D'après le passage fourni :
(a) Sur quel article du code de procédure civile de la Polynésie française repose la demande de condamnation à 300 000 FCP ?
(b) Quelle somme M. Z Y réclame-t-il au titre des frais irrépétibles ?
(c) Selon M. Z Y, à compter de quelle date a-t-il perdu sa qualité de gérant de la SARL TEPOEANI ?

• _PASSAGE FOURNI_:
▼

Elle demande en conséquence qu’il soit fait droit à sa fin de non recevoir pour chose jugée et que M. Z Y soit condamné à lui payer la somme de 300 000 FCP sur le fondement de l’article 407 du code de procédure civile de la Polynésie française.

3) M. Z Y demande à la cour de déclarer son appel recevable, d’infirmer les dispositions du jugement qui l’ont condamné à payer la somme de 7 403 813 FCP, de dire qu’il n’a pas la qualité de débiteur de la SARL SOTAP venant aux droits de la SARL X, de débouter cette dernière de ses demandes à son encontre et de la condamner à lui payer la somme de 200 000 FCP au titre des frais irrépétibles ainsi qu’aux dépens dont distraction d’usage.

Il soutient que le délai de deux mois de l’article 909 du code de procédure civile métropolitain n’est pas applicable en Polynésie française ; que les articles 328 et 329 du code de procédure civile de la Polynésie française autorisent l’appel provoqué après forclusion du délai de l’appel principal ; qu’il n’est nullement exigé une connexité entre l’appel principal et l’appel provoqué mais seulement un lien juridique entre les parties qui résulte du litige de nature contractuelle.

Sur le fond, il soutient que le compromis de vente avec la SARL TEPOEANI n’est pas opposable à la SARL SOTAP venant aux droits de la SARL X, tiers au contrat ; que cette dernière a désigné dans sa requête la SARL TEPOEANI comme sa débitrice, celle-ci ayant d’ailleurs accepté une traite pour paiement des locations au titre de mars 2008 ; qu’il n’a signé certains bons de commande qu’en sa qualité de gérant de la SARL TEPOEANI, qualité qu’il a perdue à compter du 3 avril 2008 ; que sa qualité de propriétaire de l’assiette foncière sur laquelle les travaux ont été effectués est indifférente à la solution du litige.

▲

• _DONNÉES FOURNIES_:
▼

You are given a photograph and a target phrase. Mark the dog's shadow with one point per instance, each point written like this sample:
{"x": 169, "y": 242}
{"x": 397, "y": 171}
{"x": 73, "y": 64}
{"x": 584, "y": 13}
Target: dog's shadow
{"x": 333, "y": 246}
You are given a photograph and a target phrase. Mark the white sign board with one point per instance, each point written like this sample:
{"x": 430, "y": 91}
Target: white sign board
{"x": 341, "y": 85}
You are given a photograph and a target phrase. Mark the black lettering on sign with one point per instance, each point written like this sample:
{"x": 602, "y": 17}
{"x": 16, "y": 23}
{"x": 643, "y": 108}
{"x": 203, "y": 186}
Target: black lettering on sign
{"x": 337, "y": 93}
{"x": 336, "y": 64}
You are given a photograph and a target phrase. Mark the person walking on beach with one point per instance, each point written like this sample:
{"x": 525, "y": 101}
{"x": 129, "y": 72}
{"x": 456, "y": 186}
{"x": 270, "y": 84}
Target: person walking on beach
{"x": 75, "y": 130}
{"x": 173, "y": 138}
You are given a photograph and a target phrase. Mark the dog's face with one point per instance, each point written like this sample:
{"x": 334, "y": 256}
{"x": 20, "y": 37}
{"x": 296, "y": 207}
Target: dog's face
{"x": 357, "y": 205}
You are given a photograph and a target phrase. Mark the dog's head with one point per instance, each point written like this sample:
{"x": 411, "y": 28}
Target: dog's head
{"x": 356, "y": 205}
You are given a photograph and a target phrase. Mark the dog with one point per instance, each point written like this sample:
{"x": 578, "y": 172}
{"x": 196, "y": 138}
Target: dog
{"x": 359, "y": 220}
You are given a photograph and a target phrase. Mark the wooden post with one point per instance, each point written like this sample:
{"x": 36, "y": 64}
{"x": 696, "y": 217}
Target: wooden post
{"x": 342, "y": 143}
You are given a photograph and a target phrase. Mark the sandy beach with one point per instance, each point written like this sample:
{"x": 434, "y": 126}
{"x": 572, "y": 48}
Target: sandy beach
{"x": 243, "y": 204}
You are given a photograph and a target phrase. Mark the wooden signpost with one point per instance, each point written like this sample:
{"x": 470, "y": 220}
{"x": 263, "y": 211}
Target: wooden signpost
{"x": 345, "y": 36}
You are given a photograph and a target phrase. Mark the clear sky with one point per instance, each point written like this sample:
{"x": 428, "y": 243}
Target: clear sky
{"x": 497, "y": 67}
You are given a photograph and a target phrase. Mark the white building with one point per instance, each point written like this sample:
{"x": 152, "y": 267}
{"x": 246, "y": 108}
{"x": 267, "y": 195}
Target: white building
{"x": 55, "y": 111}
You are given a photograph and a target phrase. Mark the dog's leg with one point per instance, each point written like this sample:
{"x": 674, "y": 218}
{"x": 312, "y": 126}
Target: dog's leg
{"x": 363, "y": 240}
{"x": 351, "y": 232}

▲

• _BONNE RÉPONSE_:
(a) L'article 407.
(b) 200 000 FCP.
(c) Le 3 avril 2008.